Stored items:
________________________
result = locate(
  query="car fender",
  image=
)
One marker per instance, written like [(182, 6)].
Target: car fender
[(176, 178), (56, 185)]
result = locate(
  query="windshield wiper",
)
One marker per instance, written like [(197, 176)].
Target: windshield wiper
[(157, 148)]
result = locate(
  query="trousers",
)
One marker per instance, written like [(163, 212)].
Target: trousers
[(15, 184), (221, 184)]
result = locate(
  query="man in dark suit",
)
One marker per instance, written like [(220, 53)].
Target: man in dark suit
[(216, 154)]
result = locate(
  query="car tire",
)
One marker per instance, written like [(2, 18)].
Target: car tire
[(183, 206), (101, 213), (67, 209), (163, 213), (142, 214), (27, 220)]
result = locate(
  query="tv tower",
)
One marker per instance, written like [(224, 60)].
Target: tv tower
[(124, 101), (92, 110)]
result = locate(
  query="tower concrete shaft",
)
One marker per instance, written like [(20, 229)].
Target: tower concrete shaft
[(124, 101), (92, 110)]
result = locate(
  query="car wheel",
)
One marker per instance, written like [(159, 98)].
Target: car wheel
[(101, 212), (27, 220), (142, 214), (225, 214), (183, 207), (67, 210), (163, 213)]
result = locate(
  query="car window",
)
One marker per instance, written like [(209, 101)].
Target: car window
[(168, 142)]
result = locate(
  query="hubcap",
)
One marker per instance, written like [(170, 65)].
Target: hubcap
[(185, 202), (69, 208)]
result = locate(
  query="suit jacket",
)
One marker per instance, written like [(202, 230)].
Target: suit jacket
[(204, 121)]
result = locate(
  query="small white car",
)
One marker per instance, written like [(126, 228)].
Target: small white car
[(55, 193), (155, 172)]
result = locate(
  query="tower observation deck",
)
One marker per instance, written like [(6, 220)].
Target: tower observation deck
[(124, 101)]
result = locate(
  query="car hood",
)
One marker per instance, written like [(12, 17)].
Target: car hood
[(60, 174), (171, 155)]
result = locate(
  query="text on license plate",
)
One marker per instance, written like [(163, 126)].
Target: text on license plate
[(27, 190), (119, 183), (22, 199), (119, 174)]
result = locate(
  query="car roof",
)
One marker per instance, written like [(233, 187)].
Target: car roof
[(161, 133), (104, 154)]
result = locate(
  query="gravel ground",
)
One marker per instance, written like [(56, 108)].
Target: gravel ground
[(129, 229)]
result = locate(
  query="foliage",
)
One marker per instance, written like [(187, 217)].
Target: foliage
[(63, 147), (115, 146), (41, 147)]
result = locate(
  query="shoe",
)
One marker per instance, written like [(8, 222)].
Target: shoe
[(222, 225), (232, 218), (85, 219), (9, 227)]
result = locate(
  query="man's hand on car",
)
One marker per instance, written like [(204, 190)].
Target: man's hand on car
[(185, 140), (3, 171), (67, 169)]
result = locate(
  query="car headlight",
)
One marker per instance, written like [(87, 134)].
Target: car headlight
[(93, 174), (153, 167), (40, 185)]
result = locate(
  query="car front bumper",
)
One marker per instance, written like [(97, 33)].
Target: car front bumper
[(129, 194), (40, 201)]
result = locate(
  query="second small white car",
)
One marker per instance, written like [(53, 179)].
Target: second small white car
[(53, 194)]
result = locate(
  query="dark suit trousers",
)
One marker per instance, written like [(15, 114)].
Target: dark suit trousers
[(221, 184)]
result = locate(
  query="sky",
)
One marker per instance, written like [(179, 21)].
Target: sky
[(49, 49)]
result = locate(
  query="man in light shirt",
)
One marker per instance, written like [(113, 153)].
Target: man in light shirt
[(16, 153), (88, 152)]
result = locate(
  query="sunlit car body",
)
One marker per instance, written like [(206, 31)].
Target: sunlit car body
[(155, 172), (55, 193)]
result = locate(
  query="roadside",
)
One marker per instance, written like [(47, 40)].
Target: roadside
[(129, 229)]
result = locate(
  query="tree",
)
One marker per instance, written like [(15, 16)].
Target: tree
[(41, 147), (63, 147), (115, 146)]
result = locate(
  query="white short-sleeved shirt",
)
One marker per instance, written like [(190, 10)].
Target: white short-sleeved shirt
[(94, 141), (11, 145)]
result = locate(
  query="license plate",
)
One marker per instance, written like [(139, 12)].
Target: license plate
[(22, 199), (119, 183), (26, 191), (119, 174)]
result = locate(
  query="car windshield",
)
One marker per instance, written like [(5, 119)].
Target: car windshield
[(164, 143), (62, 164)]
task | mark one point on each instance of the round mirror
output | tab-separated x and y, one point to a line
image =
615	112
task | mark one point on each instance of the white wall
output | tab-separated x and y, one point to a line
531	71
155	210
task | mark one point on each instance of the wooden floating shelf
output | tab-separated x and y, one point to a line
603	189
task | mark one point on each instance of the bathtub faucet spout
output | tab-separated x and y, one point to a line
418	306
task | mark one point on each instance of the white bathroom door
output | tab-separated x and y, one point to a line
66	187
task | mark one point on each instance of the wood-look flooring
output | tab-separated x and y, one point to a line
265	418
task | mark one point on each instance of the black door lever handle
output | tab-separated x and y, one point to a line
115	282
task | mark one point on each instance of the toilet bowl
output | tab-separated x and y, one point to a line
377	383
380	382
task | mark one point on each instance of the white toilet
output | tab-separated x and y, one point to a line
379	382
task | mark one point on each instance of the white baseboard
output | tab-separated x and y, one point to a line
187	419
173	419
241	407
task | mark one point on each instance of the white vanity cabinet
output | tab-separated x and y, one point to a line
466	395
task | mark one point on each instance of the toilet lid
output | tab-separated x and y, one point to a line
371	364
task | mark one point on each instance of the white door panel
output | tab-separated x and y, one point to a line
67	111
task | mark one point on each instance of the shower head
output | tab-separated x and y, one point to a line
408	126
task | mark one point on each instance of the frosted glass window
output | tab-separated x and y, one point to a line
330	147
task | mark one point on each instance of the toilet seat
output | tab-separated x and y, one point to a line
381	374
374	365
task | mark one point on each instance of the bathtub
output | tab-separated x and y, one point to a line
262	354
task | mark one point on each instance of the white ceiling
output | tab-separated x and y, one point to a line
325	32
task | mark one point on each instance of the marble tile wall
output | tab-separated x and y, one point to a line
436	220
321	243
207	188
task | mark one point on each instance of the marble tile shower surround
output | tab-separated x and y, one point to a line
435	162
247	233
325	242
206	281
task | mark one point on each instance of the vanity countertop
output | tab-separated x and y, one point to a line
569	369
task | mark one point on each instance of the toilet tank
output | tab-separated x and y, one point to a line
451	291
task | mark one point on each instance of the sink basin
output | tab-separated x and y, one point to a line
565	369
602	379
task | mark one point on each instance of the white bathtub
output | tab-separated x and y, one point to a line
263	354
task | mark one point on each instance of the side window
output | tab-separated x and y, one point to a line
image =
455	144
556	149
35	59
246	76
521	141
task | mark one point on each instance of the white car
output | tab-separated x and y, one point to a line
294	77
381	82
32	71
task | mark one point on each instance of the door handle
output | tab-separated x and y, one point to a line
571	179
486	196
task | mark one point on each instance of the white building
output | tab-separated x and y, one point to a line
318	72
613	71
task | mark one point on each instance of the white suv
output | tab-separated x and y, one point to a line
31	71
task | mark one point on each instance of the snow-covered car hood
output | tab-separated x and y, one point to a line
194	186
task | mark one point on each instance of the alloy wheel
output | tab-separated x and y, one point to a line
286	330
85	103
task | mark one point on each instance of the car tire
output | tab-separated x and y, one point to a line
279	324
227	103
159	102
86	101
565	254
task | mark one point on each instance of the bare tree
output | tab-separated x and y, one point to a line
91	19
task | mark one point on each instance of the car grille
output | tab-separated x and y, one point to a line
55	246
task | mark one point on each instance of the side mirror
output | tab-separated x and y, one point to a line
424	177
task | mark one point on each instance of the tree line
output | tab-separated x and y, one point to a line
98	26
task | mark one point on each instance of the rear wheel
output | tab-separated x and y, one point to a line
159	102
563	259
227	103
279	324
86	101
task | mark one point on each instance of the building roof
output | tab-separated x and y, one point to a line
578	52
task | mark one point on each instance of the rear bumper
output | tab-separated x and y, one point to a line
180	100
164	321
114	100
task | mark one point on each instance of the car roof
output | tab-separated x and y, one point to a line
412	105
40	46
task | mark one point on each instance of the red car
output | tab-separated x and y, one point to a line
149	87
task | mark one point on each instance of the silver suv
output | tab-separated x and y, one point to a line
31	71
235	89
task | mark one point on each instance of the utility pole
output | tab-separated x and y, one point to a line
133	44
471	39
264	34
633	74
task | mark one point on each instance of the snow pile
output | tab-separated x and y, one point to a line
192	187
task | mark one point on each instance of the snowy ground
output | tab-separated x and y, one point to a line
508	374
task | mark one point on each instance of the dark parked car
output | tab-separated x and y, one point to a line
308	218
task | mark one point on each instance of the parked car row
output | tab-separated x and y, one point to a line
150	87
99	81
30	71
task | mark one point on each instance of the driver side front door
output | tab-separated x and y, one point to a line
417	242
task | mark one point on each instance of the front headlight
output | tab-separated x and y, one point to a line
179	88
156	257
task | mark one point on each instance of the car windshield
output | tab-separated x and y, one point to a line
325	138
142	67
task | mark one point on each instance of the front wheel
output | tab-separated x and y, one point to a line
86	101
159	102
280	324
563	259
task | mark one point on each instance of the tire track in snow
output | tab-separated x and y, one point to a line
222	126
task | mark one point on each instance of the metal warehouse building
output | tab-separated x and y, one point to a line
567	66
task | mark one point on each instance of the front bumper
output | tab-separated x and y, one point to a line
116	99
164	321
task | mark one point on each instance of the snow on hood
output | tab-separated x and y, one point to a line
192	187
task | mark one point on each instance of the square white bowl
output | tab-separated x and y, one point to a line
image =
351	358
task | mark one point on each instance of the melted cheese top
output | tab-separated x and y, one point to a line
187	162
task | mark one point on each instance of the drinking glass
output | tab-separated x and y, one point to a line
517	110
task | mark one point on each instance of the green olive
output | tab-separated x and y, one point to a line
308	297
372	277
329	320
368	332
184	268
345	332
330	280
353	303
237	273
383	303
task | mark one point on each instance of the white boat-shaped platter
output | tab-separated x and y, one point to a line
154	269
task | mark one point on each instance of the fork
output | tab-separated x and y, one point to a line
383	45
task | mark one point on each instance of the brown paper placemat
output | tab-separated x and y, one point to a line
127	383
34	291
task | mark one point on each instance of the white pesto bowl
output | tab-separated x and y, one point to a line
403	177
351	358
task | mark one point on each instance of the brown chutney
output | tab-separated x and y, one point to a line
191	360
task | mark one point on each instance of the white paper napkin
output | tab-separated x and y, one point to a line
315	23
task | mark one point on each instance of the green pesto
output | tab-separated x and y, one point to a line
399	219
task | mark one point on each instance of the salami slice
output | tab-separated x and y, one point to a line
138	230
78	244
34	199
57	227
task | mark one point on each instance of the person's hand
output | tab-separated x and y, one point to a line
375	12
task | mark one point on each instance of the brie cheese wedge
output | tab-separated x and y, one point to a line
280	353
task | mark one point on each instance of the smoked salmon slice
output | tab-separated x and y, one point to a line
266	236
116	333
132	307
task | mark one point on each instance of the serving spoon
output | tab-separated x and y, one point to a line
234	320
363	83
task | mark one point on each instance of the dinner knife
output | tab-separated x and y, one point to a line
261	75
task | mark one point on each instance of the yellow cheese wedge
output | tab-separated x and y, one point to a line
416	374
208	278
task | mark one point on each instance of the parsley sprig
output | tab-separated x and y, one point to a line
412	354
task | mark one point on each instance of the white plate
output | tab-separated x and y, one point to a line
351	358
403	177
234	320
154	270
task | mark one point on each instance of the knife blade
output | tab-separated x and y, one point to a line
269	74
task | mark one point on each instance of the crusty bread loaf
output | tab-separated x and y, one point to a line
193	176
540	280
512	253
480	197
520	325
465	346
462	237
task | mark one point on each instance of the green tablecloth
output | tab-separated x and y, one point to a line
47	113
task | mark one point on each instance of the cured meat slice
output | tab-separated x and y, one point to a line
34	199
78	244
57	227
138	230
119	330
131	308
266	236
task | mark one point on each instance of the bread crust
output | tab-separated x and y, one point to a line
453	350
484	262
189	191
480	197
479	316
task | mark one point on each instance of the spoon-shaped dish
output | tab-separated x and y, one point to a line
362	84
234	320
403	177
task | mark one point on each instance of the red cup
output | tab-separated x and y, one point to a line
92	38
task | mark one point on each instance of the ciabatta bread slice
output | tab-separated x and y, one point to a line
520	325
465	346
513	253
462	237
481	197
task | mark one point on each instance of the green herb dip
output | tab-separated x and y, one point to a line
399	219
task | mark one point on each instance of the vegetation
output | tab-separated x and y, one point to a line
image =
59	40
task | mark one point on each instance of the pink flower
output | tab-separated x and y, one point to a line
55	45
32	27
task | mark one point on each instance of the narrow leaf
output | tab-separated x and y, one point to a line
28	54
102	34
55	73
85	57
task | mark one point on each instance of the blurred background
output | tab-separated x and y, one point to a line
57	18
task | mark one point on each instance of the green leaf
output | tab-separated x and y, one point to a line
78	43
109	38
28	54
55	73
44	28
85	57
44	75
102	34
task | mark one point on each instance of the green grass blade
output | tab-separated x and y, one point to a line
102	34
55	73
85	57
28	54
________________________
### What to work on
Look back at the entries above. Retype the line with "the green olive", the line with "task | mark one point on each instance of the smoked", and all lines in between.

### Written solution
task | mark one point on each instance of the green olive
output | tab-separated x and y, one point to a line
308	297
372	277
329	320
368	332
184	268
345	332
330	280
353	303
237	273
383	303
task | mark one point on each instance of the white boat-shaped platter
output | tab-separated x and y, one point to a line
154	269
task | mark one point on each instance of the fork
output | tab-separated x and y, one point to a line
383	45
task | mark one point on each instance of the brown paper placemat
output | tab-separated x and y, one point to a line
127	383
34	291
task | mark one point on each instance of the white pesto bowl
output | tab-separated x and y, one point to a line
403	177
351	358
task | mark one point on each instance of the brown chutney
output | tab-separated x and y, one point to a line
191	360
task | mark one point on each instance of the white paper napkin
output | tab-separated x and y, one point to a line
315	23
task | mark one point on each instance of the green pesto
output | tab-separated x and y, one point to a line
399	219
task | mark one point on each instance of the salami slice
output | tab-separated x and y, one point to a line
138	230
78	244
34	199
57	227
task | mark one point on each instance of the person's hand
output | tab-separated x and y, one point to a line
375	12
task | mark one point on each instance of the brie cheese wedge
output | tab-separated x and y, one point to a line
280	353
task | mark one point on each instance of the smoked salmon slice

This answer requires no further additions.